Available records:

----

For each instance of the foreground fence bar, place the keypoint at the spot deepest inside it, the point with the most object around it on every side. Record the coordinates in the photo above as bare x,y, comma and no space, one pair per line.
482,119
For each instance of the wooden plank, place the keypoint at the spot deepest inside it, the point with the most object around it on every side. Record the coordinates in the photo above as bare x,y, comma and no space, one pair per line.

----

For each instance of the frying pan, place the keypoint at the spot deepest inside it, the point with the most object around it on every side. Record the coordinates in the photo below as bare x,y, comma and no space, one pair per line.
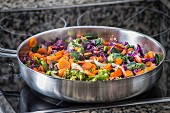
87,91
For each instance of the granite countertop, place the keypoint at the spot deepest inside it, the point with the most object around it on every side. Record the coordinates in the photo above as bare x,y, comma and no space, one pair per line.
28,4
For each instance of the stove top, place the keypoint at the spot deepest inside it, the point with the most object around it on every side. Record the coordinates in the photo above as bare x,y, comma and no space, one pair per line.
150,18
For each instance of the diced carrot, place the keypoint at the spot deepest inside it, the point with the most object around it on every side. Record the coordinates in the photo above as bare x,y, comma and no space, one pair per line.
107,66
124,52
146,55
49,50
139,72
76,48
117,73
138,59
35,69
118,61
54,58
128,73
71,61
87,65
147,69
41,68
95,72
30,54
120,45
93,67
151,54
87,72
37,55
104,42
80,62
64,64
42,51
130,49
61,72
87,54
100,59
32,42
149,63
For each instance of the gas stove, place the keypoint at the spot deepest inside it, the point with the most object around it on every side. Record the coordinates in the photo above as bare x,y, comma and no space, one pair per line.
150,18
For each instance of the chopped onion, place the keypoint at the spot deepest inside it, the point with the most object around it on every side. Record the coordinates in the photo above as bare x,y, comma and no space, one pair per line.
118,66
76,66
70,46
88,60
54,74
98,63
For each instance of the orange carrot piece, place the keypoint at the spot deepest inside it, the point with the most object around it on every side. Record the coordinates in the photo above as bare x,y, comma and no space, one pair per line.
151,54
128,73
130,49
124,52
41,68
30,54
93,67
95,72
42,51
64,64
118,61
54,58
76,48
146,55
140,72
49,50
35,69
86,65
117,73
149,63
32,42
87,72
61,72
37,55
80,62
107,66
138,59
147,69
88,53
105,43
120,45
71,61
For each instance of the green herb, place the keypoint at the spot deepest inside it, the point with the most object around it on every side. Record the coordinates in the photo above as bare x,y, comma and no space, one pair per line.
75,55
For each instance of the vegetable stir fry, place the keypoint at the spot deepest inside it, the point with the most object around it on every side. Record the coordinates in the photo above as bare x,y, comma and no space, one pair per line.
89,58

----

What to do:
Repeat everything from the line containing "For each instance of the foreground" down to the line containing "For each instance of the wooden", both of those lines included, with every character unchanged.

Answer for this exercise:
For each instance of the foreground fence bar, place the keypoint at the spot deepest inside it, the point with the most object around it on every side. Record the coordinates in the photo above as bare x,y, comma and no space, one pair per line.
482,119
For each instance of the wooden plank, place the keypoint at the spot deepest inside it, the point with the most object around it on every side. Record the coordinates in the photo above as bare x,y, comma and no space, one pair per line.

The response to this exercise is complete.